Task prompt ▸ How many lines in the entries below include the word "blue"? Respond with the number only.

=== Begin Enclosure ===

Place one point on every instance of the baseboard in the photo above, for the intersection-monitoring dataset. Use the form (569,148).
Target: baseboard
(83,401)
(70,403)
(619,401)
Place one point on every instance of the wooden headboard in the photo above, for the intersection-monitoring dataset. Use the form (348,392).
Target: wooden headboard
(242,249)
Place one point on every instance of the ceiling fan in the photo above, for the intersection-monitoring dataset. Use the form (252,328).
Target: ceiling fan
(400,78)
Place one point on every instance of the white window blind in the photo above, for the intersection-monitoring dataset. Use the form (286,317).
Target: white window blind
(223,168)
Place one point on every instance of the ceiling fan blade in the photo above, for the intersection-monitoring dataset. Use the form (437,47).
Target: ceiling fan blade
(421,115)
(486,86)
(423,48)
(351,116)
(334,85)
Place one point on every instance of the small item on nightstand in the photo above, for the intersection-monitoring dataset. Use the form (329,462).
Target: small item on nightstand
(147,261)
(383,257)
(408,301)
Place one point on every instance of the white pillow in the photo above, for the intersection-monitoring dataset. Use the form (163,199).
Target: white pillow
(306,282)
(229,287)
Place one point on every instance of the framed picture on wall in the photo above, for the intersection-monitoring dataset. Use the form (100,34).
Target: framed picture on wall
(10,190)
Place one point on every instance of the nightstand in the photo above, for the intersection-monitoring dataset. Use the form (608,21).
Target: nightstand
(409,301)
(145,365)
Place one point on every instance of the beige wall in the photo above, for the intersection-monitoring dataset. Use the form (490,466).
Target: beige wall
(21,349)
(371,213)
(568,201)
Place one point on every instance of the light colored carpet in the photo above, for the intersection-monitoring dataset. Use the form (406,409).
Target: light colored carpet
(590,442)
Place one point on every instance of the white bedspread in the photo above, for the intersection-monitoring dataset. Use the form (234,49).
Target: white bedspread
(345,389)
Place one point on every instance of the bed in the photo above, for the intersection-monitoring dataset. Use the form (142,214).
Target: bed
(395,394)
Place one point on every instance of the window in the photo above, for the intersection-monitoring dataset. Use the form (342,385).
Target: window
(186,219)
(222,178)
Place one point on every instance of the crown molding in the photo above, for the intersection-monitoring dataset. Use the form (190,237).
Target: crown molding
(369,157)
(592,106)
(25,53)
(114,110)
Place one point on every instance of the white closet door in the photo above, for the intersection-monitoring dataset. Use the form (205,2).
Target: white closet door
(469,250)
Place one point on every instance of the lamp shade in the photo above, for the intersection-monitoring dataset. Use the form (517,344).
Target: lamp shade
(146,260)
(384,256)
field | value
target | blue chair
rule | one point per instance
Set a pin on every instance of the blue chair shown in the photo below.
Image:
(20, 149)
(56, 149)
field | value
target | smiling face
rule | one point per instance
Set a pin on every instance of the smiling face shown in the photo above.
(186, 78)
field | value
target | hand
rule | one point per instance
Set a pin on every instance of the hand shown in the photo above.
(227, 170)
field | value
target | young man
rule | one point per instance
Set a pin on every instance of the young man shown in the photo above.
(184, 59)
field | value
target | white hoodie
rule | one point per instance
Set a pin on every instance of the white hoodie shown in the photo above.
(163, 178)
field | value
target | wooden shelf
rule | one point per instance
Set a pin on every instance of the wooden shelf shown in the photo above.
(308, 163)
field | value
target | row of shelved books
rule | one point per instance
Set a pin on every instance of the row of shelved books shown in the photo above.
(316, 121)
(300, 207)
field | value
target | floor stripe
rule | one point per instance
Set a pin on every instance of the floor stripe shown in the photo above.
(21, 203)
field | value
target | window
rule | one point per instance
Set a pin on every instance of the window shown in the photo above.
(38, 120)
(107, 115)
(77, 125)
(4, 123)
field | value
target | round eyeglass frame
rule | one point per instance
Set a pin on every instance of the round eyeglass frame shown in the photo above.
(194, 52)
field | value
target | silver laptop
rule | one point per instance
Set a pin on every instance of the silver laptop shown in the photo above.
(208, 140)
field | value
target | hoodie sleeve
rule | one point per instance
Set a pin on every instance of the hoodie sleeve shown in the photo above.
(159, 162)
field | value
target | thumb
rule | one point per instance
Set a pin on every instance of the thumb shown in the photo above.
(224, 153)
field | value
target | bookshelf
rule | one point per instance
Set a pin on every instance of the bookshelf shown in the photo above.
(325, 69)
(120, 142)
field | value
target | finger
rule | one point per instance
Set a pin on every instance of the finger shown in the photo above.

=== End Enclosure ===

Problem solution ▸ 2